Source data:

◇ ◇ ◇ ◇ ◇

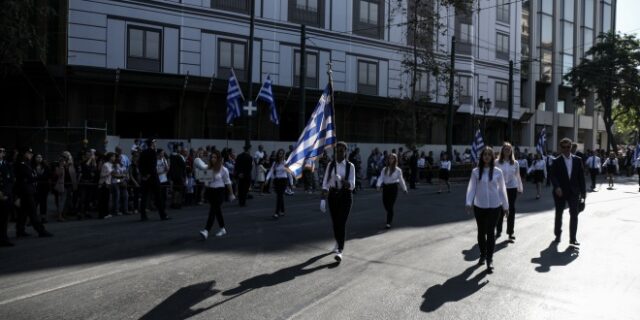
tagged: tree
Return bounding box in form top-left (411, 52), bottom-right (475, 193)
top-left (564, 32), bottom-right (640, 151)
top-left (394, 0), bottom-right (475, 145)
top-left (0, 0), bottom-right (53, 78)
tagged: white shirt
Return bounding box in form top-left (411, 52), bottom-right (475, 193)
top-left (560, 155), bottom-right (573, 179)
top-left (440, 160), bottom-right (451, 171)
top-left (206, 166), bottom-right (231, 188)
top-left (602, 158), bottom-right (620, 171)
top-left (322, 160), bottom-right (356, 190)
top-left (376, 167), bottom-right (407, 192)
top-left (518, 159), bottom-right (529, 170)
top-left (496, 161), bottom-right (523, 192)
top-left (527, 160), bottom-right (547, 178)
top-left (98, 161), bottom-right (113, 184)
top-left (267, 162), bottom-right (293, 185)
top-left (587, 156), bottom-right (602, 171)
top-left (466, 167), bottom-right (509, 210)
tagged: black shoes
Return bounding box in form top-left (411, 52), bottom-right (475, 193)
top-left (487, 260), bottom-right (493, 274)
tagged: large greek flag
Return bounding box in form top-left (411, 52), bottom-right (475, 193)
top-left (471, 129), bottom-right (484, 163)
top-left (227, 69), bottom-right (244, 124)
top-left (536, 127), bottom-right (547, 156)
top-left (286, 83), bottom-right (336, 178)
top-left (258, 75), bottom-right (280, 125)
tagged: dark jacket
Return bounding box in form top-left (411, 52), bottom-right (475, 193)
top-left (169, 153), bottom-right (187, 184)
top-left (13, 161), bottom-right (37, 198)
top-left (235, 152), bottom-right (253, 179)
top-left (550, 155), bottom-right (587, 199)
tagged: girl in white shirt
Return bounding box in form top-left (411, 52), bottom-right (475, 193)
top-left (466, 147), bottom-right (509, 273)
top-left (438, 154), bottom-right (451, 193)
top-left (196, 150), bottom-right (236, 240)
top-left (496, 142), bottom-right (523, 243)
top-left (376, 153), bottom-right (407, 229)
top-left (527, 153), bottom-right (547, 199)
top-left (602, 151), bottom-right (620, 190)
top-left (267, 149), bottom-right (293, 219)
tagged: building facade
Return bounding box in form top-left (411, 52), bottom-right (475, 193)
top-left (0, 0), bottom-right (615, 151)
top-left (522, 0), bottom-right (616, 150)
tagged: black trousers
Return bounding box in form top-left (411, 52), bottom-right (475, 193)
top-left (98, 184), bottom-right (111, 218)
top-left (238, 176), bottom-right (251, 206)
top-left (382, 183), bottom-right (398, 224)
top-left (16, 194), bottom-right (45, 234)
top-left (553, 193), bottom-right (579, 241)
top-left (204, 188), bottom-right (226, 231)
top-left (473, 206), bottom-right (502, 261)
top-left (409, 168), bottom-right (418, 189)
top-left (36, 188), bottom-right (49, 217)
top-left (0, 198), bottom-right (11, 242)
top-left (496, 188), bottom-right (518, 236)
top-left (273, 178), bottom-right (288, 214)
top-left (140, 178), bottom-right (167, 219)
top-left (328, 189), bottom-right (353, 252)
top-left (589, 169), bottom-right (600, 189)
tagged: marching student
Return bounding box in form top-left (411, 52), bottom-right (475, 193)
top-left (518, 153), bottom-right (529, 184)
top-left (602, 151), bottom-right (620, 190)
top-left (320, 142), bottom-right (356, 262)
top-left (267, 149), bottom-right (293, 219)
top-left (527, 153), bottom-right (547, 199)
top-left (636, 153), bottom-right (640, 192)
top-left (376, 153), bottom-right (407, 229)
top-left (438, 153), bottom-right (451, 193)
top-left (587, 151), bottom-right (602, 191)
top-left (466, 147), bottom-right (509, 273)
top-left (194, 150), bottom-right (235, 240)
top-left (496, 142), bottom-right (523, 243)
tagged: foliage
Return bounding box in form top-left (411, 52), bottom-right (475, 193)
top-left (564, 32), bottom-right (640, 150)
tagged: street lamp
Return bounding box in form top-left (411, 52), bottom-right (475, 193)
top-left (478, 96), bottom-right (491, 141)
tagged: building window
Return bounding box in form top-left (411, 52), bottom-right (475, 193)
top-left (358, 61), bottom-right (378, 96)
top-left (211, 0), bottom-right (253, 14)
top-left (353, 0), bottom-right (384, 39)
top-left (455, 9), bottom-right (473, 54)
top-left (496, 0), bottom-right (511, 23)
top-left (495, 82), bottom-right (509, 108)
top-left (496, 32), bottom-right (509, 60)
top-left (127, 26), bottom-right (162, 72)
top-left (407, 0), bottom-right (435, 50)
top-left (218, 40), bottom-right (249, 81)
top-left (293, 50), bottom-right (318, 89)
top-left (289, 0), bottom-right (324, 28)
top-left (458, 76), bottom-right (473, 104)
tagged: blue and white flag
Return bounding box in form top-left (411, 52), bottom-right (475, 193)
top-left (258, 75), bottom-right (280, 126)
top-left (536, 127), bottom-right (547, 156)
top-left (286, 83), bottom-right (337, 178)
top-left (471, 129), bottom-right (484, 163)
top-left (227, 69), bottom-right (244, 124)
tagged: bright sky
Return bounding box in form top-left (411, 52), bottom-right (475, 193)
top-left (616, 0), bottom-right (640, 37)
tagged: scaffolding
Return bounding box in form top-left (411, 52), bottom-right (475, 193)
top-left (0, 120), bottom-right (107, 160)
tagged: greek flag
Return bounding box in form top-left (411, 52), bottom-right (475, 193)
top-left (227, 69), bottom-right (244, 124)
top-left (286, 83), bottom-right (336, 178)
top-left (536, 127), bottom-right (547, 156)
top-left (471, 129), bottom-right (484, 163)
top-left (258, 75), bottom-right (280, 126)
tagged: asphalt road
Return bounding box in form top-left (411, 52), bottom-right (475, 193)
top-left (0, 177), bottom-right (640, 320)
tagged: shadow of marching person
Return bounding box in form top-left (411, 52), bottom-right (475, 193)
top-left (221, 253), bottom-right (338, 303)
top-left (420, 264), bottom-right (489, 312)
top-left (531, 241), bottom-right (580, 273)
top-left (140, 281), bottom-right (220, 320)
top-left (461, 240), bottom-right (509, 261)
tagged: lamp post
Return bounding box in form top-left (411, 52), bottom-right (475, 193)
top-left (478, 96), bottom-right (491, 141)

◇ ◇ ◇ ◇ ◇

▶ SHORT TASK
Copy out every entry above word for word, leaving out the pictures.

▶ RESULT OF THIS TASK
tagged: tree
Return bounding box in form top-left (411, 52), bottom-right (475, 193)
top-left (564, 32), bottom-right (640, 151)
top-left (394, 0), bottom-right (475, 145)
top-left (0, 0), bottom-right (53, 78)
tagged: white shirt
Return bounding box in form top-left (411, 52), bottom-right (475, 193)
top-left (560, 155), bottom-right (573, 179)
top-left (440, 160), bottom-right (451, 171)
top-left (206, 166), bottom-right (231, 188)
top-left (602, 158), bottom-right (620, 171)
top-left (322, 160), bottom-right (356, 190)
top-left (376, 167), bottom-right (407, 192)
top-left (518, 159), bottom-right (529, 170)
top-left (496, 161), bottom-right (523, 192)
top-left (527, 160), bottom-right (547, 178)
top-left (98, 161), bottom-right (113, 184)
top-left (267, 162), bottom-right (293, 185)
top-left (587, 156), bottom-right (602, 171)
top-left (466, 167), bottom-right (509, 210)
tagged: black shoes
Return bounding box in form top-left (411, 52), bottom-right (475, 193)
top-left (487, 260), bottom-right (493, 274)
tagged: large greek flag
Return bounding box in form top-left (411, 52), bottom-right (475, 193)
top-left (471, 129), bottom-right (484, 163)
top-left (227, 69), bottom-right (244, 124)
top-left (536, 127), bottom-right (547, 156)
top-left (286, 83), bottom-right (336, 178)
top-left (258, 75), bottom-right (280, 125)
tagged: dark jacket
Return bounding box in form top-left (411, 52), bottom-right (475, 193)
top-left (169, 153), bottom-right (187, 184)
top-left (13, 161), bottom-right (37, 198)
top-left (235, 152), bottom-right (253, 179)
top-left (550, 155), bottom-right (587, 199)
tagged: girl in white shirt
Return bounding box in form top-left (411, 52), bottom-right (475, 193)
top-left (466, 147), bottom-right (509, 273)
top-left (438, 154), bottom-right (451, 193)
top-left (196, 150), bottom-right (236, 240)
top-left (496, 142), bottom-right (523, 243)
top-left (376, 153), bottom-right (407, 229)
top-left (527, 153), bottom-right (547, 199)
top-left (602, 151), bottom-right (620, 190)
top-left (267, 149), bottom-right (293, 219)
tagged: building facade
Return bounding box in form top-left (411, 52), bottom-right (475, 193)
top-left (0, 0), bottom-right (615, 151)
top-left (522, 0), bottom-right (616, 150)
tagged: black trousers
Return bounding box in form top-left (411, 52), bottom-right (475, 193)
top-left (98, 184), bottom-right (111, 218)
top-left (238, 176), bottom-right (251, 206)
top-left (382, 183), bottom-right (398, 224)
top-left (16, 194), bottom-right (45, 234)
top-left (553, 193), bottom-right (579, 241)
top-left (204, 188), bottom-right (226, 231)
top-left (473, 206), bottom-right (502, 261)
top-left (409, 168), bottom-right (418, 189)
top-left (36, 188), bottom-right (49, 217)
top-left (0, 198), bottom-right (11, 242)
top-left (496, 188), bottom-right (518, 236)
top-left (273, 178), bottom-right (288, 214)
top-left (140, 178), bottom-right (167, 219)
top-left (328, 189), bottom-right (353, 252)
top-left (589, 169), bottom-right (600, 189)
tagged: marching student
Return bounding box in form top-left (411, 52), bottom-right (475, 193)
top-left (518, 153), bottom-right (529, 184)
top-left (602, 151), bottom-right (620, 190)
top-left (320, 142), bottom-right (356, 262)
top-left (267, 149), bottom-right (293, 219)
top-left (527, 153), bottom-right (547, 199)
top-left (636, 153), bottom-right (640, 192)
top-left (376, 153), bottom-right (407, 229)
top-left (438, 153), bottom-right (451, 193)
top-left (587, 151), bottom-right (602, 191)
top-left (466, 147), bottom-right (509, 273)
top-left (194, 150), bottom-right (235, 240)
top-left (496, 142), bottom-right (523, 243)
tagged: foliage
Return bounding box in form top-left (411, 52), bottom-right (475, 193)
top-left (564, 32), bottom-right (640, 150)
tagged: street lamp
Return bounding box in form top-left (411, 52), bottom-right (475, 193)
top-left (478, 96), bottom-right (491, 141)
tagged: building window
Return bounding box in form top-left (411, 52), bottom-right (475, 193)
top-left (358, 61), bottom-right (378, 96)
top-left (211, 0), bottom-right (253, 14)
top-left (353, 0), bottom-right (384, 39)
top-left (455, 9), bottom-right (473, 54)
top-left (496, 0), bottom-right (511, 23)
top-left (495, 82), bottom-right (509, 108)
top-left (496, 32), bottom-right (509, 60)
top-left (127, 26), bottom-right (162, 72)
top-left (407, 0), bottom-right (435, 50)
top-left (218, 40), bottom-right (249, 81)
top-left (293, 50), bottom-right (318, 89)
top-left (289, 0), bottom-right (324, 28)
top-left (458, 76), bottom-right (473, 104)
tagged: blue and white flag
Return bounding box in form top-left (411, 52), bottom-right (475, 193)
top-left (258, 75), bottom-right (280, 126)
top-left (536, 127), bottom-right (547, 156)
top-left (286, 83), bottom-right (337, 178)
top-left (471, 129), bottom-right (484, 163)
top-left (227, 69), bottom-right (244, 124)
tagged: bright sky
Return bounding box in form top-left (411, 52), bottom-right (475, 193)
top-left (616, 0), bottom-right (640, 37)
tagged: scaffolding
Return bounding box in form top-left (411, 52), bottom-right (475, 193)
top-left (0, 120), bottom-right (107, 160)
tagged: greek flag
Return bounding box in form top-left (411, 52), bottom-right (475, 193)
top-left (227, 69), bottom-right (244, 124)
top-left (286, 83), bottom-right (336, 178)
top-left (536, 127), bottom-right (547, 156)
top-left (471, 129), bottom-right (484, 163)
top-left (258, 75), bottom-right (280, 126)
tagged: asphalt road
Return bounding box in form top-left (411, 52), bottom-right (475, 193)
top-left (0, 177), bottom-right (640, 320)
tagged: shadow of marching person
Return bounding box in form top-left (411, 52), bottom-right (475, 193)
top-left (221, 253), bottom-right (338, 303)
top-left (420, 264), bottom-right (489, 312)
top-left (531, 241), bottom-right (580, 273)
top-left (140, 281), bottom-right (220, 320)
top-left (461, 240), bottom-right (509, 261)
tagged: lamp post
Return bounding box in form top-left (411, 52), bottom-right (475, 193)
top-left (478, 96), bottom-right (491, 141)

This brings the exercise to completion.